- **Objective**: Edit the records from the line with "Note: for each instance of the air bubble" to the line with "point(1358, 107)": put "lily leaf" in place of "lily pad", keep all other text unchanged, and give only those lines.
—————
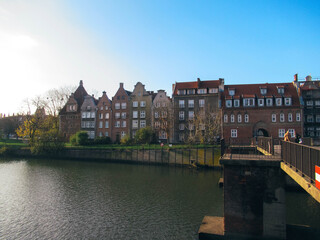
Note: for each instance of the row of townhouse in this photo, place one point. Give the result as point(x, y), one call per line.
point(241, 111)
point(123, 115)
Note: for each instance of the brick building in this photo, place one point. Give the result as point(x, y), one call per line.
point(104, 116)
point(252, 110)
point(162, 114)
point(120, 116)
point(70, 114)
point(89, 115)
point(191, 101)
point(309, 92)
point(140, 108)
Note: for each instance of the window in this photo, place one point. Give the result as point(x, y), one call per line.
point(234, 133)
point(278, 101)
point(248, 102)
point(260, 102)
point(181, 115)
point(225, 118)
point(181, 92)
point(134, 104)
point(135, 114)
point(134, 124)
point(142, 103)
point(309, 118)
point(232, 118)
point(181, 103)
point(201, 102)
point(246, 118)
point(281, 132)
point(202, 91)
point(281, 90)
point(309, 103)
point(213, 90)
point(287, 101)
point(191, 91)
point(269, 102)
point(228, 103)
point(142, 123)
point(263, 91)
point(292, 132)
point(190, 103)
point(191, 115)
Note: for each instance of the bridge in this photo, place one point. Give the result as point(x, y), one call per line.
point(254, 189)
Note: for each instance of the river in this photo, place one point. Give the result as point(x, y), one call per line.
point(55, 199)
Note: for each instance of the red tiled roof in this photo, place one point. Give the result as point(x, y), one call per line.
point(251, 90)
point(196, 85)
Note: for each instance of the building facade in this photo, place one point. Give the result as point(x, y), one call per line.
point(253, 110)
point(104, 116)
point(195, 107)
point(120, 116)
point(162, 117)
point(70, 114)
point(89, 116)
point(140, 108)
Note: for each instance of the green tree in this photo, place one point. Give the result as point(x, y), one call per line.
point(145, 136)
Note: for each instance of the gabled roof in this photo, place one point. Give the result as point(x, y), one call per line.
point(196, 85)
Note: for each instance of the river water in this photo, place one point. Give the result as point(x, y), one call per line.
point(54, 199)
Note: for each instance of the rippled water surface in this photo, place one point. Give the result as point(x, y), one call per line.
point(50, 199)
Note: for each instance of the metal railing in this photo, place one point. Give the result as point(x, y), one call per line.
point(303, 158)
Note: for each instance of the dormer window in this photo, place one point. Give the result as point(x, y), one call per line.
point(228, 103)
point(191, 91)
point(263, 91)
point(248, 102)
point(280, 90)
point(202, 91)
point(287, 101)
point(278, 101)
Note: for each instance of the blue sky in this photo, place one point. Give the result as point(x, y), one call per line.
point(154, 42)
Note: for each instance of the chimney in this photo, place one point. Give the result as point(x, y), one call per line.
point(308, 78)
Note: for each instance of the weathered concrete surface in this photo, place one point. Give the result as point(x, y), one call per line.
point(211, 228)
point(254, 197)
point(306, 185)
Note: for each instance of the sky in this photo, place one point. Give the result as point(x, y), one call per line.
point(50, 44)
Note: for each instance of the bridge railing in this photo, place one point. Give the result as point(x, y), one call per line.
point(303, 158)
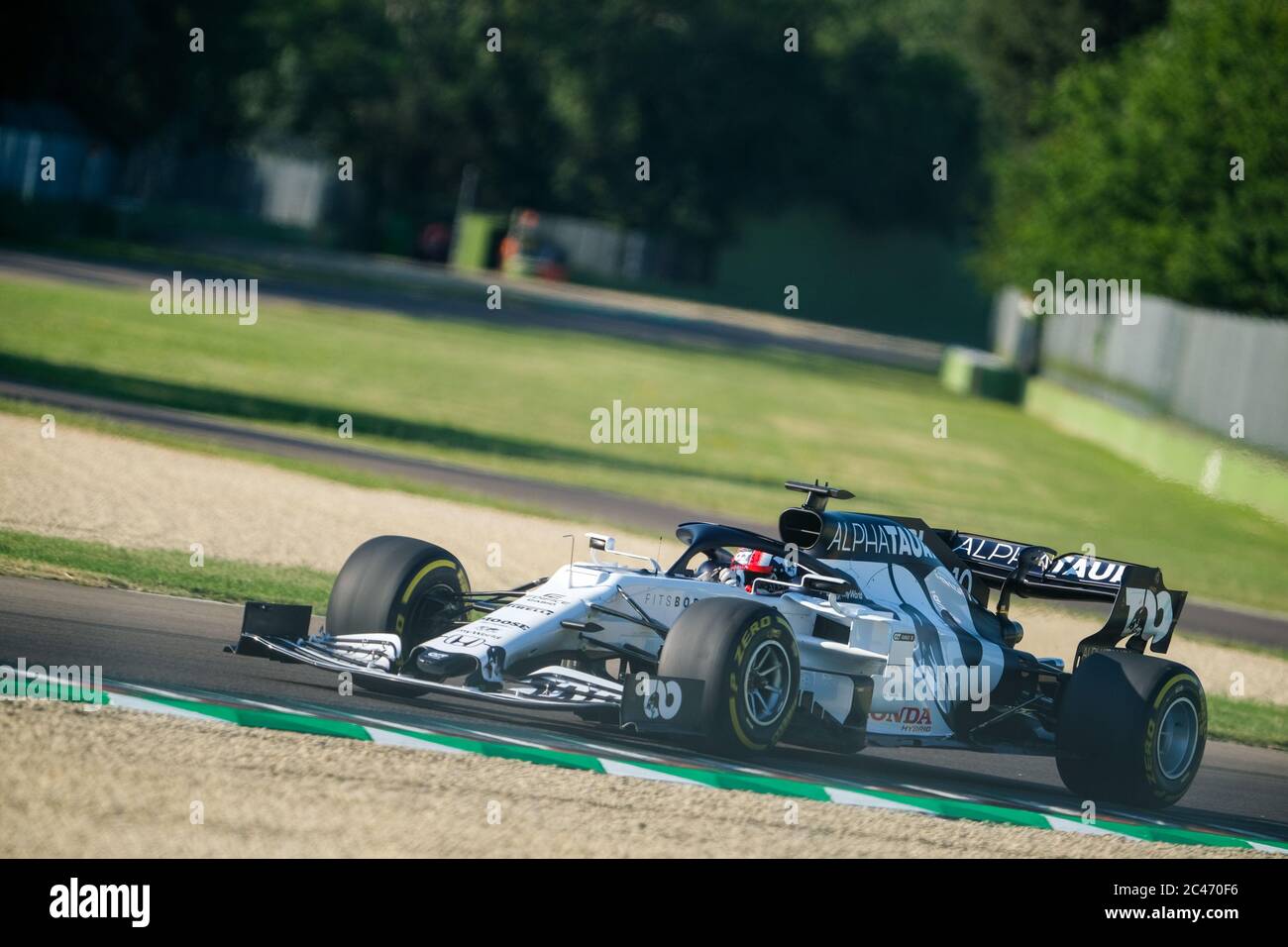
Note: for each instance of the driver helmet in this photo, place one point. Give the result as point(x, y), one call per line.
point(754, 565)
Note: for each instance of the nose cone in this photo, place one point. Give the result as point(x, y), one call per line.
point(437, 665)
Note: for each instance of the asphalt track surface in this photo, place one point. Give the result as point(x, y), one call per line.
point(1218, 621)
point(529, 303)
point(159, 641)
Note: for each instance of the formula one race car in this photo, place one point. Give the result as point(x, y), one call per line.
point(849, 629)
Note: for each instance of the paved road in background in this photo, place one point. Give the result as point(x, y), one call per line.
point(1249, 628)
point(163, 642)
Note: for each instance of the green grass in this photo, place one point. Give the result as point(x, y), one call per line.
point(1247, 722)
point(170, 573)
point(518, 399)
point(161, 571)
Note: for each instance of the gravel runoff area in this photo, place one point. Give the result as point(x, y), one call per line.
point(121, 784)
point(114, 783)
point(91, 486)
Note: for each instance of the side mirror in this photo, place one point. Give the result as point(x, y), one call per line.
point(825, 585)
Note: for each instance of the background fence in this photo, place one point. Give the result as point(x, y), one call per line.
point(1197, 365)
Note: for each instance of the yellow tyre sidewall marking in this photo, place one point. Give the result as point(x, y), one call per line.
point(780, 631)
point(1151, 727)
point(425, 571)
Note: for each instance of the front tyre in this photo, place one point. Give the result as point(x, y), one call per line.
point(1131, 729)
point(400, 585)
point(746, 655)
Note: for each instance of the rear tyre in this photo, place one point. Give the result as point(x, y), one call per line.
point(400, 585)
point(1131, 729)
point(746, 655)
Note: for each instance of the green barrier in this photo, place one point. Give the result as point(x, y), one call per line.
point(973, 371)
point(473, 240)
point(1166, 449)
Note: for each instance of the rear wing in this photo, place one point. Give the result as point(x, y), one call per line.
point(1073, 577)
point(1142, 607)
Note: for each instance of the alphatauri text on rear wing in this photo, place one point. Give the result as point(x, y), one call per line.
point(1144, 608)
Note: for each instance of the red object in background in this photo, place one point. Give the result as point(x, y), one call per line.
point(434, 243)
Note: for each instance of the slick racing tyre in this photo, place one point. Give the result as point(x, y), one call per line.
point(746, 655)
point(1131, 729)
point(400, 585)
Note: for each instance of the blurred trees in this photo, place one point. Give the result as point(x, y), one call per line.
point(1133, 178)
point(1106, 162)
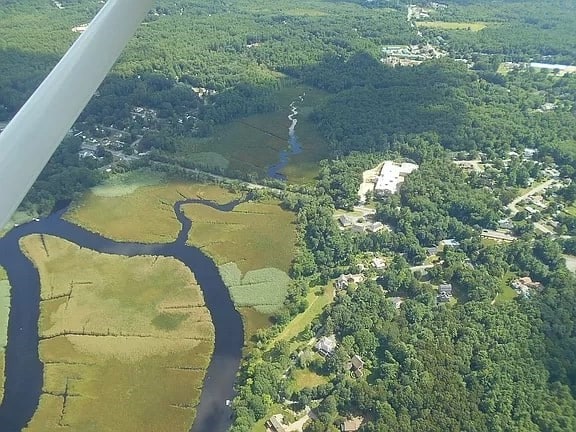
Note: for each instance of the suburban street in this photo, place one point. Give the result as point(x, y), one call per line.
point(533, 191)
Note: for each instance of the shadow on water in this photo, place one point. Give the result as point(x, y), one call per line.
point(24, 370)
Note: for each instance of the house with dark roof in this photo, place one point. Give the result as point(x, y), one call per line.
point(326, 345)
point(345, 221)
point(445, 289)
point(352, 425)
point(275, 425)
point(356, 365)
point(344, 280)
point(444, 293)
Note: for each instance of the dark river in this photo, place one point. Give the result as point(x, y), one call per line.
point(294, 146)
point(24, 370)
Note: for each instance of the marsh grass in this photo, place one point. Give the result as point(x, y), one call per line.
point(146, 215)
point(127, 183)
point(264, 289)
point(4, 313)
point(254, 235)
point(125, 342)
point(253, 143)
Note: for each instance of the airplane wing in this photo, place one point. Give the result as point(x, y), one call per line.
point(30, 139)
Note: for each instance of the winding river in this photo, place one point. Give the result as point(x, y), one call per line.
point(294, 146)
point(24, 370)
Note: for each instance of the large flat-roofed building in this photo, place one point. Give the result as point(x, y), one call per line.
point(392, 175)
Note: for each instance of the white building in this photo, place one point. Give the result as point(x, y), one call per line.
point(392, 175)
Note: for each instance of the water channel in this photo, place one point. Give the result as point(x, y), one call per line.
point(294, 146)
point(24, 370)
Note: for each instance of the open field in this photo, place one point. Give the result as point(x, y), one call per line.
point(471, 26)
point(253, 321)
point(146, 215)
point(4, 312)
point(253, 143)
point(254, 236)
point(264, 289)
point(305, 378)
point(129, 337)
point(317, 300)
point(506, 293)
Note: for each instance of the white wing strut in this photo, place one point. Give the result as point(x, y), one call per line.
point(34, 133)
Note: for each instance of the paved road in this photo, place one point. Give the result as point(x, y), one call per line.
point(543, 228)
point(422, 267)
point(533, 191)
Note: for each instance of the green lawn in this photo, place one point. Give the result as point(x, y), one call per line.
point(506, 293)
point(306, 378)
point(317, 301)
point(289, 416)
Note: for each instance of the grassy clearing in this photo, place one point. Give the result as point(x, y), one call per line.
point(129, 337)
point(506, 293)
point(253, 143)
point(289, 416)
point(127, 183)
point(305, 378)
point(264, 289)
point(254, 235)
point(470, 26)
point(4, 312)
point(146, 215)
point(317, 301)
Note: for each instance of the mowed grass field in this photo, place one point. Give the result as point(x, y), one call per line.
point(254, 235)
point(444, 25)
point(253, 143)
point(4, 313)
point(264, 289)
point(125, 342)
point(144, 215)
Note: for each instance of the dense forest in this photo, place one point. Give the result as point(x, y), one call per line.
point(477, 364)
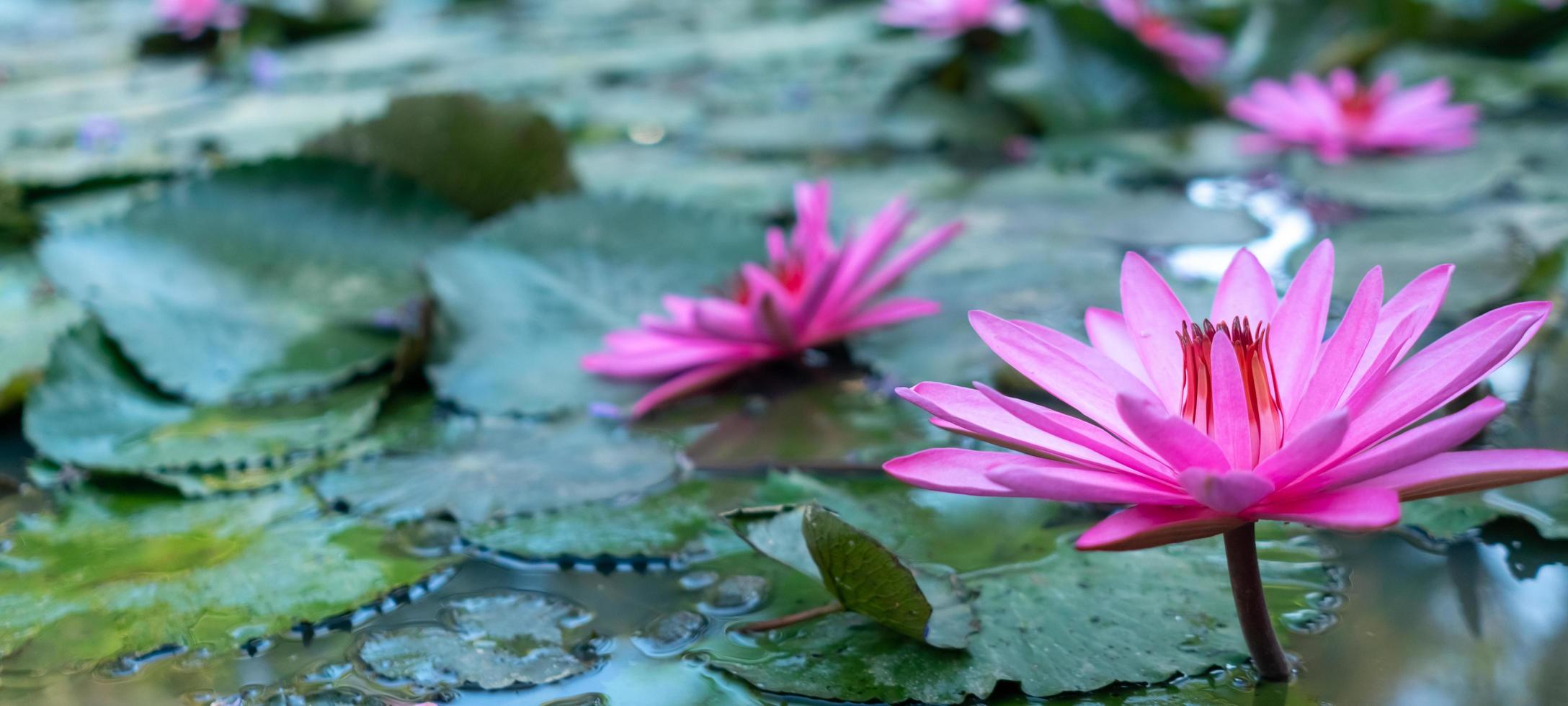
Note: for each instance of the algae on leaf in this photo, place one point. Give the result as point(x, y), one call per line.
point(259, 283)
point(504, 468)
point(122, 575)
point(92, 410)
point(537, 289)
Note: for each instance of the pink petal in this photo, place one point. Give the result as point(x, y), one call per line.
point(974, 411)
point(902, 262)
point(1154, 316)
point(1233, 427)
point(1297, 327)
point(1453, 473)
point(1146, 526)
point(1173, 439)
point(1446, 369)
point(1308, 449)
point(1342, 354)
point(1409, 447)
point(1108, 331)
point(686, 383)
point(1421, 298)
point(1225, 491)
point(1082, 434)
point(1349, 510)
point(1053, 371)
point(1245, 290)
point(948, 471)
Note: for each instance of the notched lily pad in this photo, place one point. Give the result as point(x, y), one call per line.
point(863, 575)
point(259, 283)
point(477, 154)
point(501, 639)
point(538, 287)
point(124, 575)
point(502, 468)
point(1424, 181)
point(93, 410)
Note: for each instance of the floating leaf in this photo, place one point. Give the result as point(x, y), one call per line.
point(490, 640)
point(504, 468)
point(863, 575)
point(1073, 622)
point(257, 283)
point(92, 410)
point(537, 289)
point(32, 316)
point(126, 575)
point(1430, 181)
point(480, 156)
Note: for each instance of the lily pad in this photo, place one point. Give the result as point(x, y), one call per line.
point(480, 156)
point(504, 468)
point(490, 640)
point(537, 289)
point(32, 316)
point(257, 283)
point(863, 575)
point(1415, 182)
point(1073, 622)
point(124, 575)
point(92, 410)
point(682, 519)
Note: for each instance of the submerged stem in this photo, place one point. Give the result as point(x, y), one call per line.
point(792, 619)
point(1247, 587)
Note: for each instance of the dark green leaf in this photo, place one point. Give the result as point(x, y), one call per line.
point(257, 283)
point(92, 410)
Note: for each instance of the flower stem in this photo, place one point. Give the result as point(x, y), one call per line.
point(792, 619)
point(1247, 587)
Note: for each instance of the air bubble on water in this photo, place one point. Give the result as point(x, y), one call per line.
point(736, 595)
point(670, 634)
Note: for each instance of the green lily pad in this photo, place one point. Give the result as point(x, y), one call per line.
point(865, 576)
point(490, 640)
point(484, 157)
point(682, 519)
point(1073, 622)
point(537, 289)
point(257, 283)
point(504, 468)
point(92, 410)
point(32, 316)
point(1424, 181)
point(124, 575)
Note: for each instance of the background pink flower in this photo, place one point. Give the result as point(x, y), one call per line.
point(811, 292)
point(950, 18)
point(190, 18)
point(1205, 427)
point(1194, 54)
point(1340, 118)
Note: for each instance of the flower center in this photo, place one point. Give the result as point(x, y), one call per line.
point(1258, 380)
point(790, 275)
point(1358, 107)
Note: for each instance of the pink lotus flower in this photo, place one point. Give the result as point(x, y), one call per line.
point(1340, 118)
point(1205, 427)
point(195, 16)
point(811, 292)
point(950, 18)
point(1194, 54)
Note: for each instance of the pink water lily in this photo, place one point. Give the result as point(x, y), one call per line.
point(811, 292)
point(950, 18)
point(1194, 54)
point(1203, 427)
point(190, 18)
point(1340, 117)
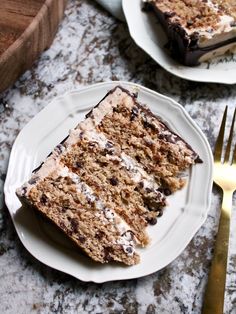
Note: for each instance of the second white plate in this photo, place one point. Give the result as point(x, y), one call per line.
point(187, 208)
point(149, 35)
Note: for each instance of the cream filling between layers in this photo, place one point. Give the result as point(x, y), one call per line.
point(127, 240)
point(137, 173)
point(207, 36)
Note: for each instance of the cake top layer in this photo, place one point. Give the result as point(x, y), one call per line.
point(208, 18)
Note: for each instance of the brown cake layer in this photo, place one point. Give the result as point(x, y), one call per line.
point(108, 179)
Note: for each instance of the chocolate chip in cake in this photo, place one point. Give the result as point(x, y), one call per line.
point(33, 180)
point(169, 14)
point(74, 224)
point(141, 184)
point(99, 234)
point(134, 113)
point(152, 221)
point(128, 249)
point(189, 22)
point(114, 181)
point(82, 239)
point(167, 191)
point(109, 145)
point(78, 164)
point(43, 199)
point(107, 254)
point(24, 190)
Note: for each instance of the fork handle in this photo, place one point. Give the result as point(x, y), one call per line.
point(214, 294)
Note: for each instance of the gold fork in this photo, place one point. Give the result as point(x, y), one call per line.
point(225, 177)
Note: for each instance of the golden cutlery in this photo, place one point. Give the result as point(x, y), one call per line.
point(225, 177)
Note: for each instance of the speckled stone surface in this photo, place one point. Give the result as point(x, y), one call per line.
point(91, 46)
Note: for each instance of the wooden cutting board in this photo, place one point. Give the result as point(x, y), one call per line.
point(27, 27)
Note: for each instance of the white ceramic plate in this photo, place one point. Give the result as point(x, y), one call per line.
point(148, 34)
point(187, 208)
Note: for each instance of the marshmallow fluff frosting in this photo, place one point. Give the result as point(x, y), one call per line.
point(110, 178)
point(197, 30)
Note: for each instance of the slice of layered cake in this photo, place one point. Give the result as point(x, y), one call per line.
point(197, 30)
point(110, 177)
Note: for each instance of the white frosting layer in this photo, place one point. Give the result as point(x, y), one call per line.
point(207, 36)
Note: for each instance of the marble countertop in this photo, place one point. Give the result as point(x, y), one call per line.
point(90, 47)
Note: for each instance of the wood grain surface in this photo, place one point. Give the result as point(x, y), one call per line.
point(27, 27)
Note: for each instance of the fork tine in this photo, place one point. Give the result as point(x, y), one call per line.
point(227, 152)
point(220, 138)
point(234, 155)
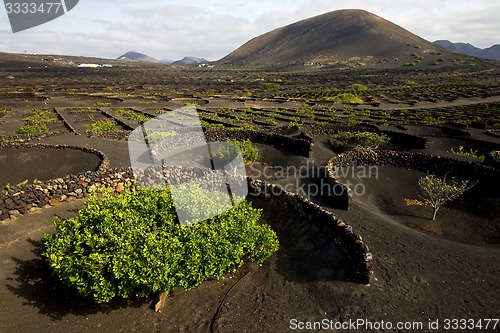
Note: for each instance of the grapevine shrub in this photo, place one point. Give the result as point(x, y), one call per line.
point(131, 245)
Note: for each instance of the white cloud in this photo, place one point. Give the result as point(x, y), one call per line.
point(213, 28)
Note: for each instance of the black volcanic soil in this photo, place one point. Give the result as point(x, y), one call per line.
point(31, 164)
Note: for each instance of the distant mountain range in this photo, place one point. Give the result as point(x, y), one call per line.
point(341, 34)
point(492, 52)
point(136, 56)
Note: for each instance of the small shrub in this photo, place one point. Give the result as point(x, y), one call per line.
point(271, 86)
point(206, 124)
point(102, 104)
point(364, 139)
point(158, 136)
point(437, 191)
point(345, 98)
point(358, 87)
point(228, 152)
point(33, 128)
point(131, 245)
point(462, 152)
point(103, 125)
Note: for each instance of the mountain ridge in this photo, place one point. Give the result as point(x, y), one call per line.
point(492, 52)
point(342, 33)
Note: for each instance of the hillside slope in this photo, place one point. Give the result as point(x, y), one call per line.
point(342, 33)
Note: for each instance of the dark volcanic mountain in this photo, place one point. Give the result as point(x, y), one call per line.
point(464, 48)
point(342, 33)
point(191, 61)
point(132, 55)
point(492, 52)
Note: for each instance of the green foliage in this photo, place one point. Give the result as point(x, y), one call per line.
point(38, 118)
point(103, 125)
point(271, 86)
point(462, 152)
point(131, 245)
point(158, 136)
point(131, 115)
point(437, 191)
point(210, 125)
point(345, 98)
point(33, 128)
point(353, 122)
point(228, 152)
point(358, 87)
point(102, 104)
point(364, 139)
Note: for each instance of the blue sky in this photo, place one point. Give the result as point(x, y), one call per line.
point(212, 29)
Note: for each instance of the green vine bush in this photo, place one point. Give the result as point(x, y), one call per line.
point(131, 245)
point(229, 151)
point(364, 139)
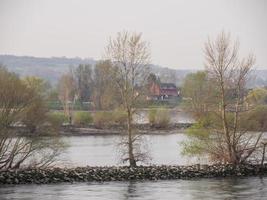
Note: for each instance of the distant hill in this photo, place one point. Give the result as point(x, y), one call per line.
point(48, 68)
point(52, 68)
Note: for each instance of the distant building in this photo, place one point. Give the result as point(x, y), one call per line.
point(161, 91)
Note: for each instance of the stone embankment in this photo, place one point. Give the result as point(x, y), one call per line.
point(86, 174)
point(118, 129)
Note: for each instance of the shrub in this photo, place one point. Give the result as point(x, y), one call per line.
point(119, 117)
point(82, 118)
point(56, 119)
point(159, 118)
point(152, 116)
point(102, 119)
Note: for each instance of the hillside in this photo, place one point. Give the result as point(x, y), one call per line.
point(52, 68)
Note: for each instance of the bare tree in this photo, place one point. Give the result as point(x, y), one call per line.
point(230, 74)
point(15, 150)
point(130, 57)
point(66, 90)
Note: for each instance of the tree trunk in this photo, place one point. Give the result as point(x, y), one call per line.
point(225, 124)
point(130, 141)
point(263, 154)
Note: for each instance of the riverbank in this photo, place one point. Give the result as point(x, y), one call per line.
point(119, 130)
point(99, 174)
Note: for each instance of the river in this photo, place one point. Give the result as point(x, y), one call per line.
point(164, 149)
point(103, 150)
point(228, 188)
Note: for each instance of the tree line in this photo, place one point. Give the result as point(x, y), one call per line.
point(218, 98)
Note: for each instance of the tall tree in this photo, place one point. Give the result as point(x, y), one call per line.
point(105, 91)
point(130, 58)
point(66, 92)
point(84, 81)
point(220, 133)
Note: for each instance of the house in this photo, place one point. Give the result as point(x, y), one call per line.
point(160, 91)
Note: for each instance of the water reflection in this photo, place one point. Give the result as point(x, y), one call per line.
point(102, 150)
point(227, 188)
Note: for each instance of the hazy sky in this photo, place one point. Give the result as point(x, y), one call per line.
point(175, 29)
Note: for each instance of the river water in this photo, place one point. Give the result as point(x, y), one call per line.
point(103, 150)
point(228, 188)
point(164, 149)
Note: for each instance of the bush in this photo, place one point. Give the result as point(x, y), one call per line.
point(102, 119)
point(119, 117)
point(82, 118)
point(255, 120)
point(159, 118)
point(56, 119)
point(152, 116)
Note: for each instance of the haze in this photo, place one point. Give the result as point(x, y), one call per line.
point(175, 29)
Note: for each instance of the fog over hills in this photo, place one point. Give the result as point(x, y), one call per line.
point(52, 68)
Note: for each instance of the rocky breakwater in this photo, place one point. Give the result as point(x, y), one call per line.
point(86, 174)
—————
- **Answer**:
Note: for each instance of the air bubble on water in this photo, place one point. Give the result as point(x, y), one call per line.
point(736, 595)
point(670, 634)
Note: for each instance of the green lily leaf in this photo, place one point. Give the result as point(x, y), one call per line.
point(865, 576)
point(490, 640)
point(484, 157)
point(682, 519)
point(1073, 622)
point(537, 289)
point(257, 283)
point(504, 468)
point(92, 410)
point(32, 316)
point(1424, 181)
point(124, 575)
Note: for each instance of the background pink flower in this photo, place one point. Give the result as point(x, y), one call per line.
point(811, 292)
point(950, 18)
point(190, 18)
point(1205, 427)
point(1194, 54)
point(1340, 118)
Note: for each instance of the flower center in this photo, place one point. Give the result as point(x, y), one call per line.
point(1258, 380)
point(790, 275)
point(1358, 107)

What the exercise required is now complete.